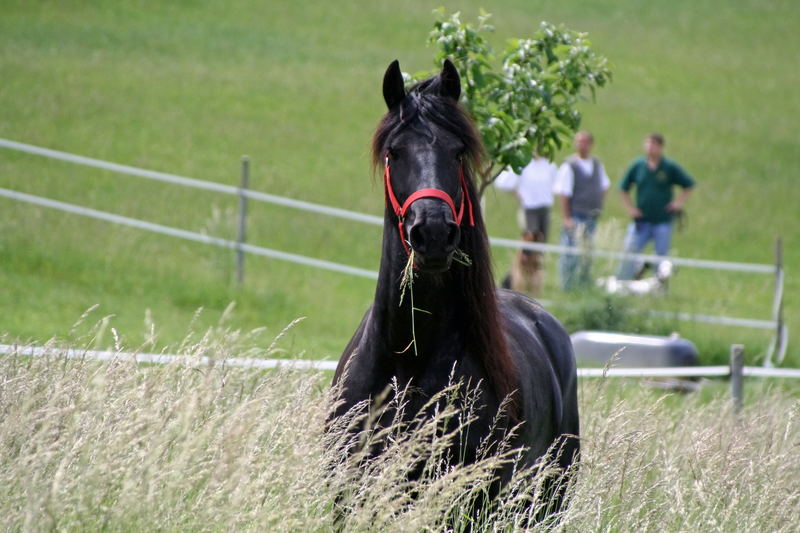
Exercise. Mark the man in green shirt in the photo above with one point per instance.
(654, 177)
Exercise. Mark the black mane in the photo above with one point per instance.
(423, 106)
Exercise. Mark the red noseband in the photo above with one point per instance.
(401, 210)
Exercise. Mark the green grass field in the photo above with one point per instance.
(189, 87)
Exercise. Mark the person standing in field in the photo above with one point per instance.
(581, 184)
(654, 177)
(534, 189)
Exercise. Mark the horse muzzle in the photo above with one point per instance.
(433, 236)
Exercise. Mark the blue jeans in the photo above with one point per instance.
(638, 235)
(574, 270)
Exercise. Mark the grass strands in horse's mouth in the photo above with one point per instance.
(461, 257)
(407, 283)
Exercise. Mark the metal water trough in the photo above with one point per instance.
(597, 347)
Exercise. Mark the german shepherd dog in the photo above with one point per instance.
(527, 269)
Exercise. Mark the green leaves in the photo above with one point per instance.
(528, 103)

━━━━━━━━━━━━━━━━━━━━━━━━━━━━━━

■ **What to produce**
Only the lines from the one containing "Exercise. Mark the grass" through the end of the records above belong in the output, each exactly as it stands, both ends included.

■ **Response for this exercise**
Exercise. Mark the grass strands in horse's mouth in the photo above with one point per instance.
(461, 257)
(407, 283)
Exercise. Mark the metal water trough in the photo above with one point per instance.
(597, 347)
Exercise. Mark the german shepherd dog in the photo above with one point per instance.
(527, 269)
Exercise. Mark the green leaves in the photo above with one point per instance.
(528, 103)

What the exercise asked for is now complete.